**Saved entries**.
---*---
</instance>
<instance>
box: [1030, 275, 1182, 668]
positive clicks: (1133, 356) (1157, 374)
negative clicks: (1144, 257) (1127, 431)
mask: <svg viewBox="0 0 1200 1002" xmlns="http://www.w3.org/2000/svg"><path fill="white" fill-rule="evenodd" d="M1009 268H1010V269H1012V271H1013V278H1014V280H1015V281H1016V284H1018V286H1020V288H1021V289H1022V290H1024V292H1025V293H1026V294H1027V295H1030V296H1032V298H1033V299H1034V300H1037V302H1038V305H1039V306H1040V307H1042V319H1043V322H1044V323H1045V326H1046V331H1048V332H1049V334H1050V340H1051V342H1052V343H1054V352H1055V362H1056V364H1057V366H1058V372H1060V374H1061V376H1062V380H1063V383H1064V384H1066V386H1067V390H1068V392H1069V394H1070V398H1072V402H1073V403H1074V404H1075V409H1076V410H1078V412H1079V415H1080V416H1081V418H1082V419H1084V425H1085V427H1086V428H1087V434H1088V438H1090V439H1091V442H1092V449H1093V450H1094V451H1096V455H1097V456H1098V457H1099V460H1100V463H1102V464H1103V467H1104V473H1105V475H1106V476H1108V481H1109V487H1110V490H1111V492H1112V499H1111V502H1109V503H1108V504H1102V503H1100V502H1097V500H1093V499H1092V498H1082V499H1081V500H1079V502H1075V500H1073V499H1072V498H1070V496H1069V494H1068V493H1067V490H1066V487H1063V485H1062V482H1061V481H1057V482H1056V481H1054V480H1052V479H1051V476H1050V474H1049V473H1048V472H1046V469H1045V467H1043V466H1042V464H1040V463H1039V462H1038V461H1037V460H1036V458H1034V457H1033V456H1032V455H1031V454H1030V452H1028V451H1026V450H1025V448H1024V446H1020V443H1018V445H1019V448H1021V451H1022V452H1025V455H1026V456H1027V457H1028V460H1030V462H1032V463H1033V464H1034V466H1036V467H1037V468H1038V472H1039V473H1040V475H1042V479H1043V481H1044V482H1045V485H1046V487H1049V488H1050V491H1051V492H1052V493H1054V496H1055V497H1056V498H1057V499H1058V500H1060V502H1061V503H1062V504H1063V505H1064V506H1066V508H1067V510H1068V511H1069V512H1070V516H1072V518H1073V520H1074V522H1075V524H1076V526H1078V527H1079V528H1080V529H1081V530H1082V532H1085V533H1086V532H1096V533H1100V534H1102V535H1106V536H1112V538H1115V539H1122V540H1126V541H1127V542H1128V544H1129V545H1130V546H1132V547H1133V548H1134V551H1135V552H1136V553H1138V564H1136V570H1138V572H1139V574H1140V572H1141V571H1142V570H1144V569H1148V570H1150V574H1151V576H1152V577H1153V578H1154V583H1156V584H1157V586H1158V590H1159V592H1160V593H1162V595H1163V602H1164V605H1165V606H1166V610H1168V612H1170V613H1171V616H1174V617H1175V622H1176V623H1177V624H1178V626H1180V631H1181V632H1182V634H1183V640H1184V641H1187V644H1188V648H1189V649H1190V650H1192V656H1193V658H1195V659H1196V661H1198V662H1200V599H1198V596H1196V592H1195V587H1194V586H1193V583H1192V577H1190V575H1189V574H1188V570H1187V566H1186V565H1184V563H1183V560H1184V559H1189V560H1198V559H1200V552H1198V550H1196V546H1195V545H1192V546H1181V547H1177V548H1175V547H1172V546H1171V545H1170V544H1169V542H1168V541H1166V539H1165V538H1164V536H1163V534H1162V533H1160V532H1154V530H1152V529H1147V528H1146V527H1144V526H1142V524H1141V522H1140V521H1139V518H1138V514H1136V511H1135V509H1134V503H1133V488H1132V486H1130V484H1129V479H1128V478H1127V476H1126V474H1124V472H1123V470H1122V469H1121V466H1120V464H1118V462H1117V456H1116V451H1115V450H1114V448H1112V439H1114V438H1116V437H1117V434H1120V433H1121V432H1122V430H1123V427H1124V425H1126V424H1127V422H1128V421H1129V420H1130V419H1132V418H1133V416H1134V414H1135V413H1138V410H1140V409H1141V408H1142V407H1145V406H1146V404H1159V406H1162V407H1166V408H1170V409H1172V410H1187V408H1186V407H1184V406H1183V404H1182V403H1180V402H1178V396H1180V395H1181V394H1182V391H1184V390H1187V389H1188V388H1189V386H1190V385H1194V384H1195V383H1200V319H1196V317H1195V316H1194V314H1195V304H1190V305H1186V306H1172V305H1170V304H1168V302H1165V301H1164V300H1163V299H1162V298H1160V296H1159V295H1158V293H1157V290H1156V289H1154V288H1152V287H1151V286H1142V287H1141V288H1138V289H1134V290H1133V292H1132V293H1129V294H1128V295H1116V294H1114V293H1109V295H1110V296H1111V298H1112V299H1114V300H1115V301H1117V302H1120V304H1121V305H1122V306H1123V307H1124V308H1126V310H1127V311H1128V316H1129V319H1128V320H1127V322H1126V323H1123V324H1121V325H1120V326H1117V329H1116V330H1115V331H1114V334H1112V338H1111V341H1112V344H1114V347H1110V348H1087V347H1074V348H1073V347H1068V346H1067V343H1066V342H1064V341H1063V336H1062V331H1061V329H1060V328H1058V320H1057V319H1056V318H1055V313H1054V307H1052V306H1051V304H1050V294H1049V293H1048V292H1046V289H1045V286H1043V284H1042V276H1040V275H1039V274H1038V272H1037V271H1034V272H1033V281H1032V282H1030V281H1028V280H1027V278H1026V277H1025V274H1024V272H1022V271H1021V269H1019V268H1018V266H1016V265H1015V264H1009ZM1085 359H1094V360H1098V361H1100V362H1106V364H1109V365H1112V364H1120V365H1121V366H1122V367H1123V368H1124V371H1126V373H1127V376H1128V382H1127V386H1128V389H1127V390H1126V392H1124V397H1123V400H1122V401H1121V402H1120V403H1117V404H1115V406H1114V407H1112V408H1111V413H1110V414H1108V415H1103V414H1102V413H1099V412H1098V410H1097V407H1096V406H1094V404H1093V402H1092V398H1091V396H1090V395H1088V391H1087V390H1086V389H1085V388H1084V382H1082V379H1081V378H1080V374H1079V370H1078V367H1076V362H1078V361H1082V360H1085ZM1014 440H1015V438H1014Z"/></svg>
---*---
**ACTIVITY**. Please print verbatim each line from the first line of the entries above to the line that contains "positive clicks: (1133, 356) (1157, 374)", inclusive, and nothing more.

**RESPONSE TO THE TASK**.
</instance>
<instance>
box: [1030, 275, 1182, 668]
positive clicks: (1133, 356) (1157, 374)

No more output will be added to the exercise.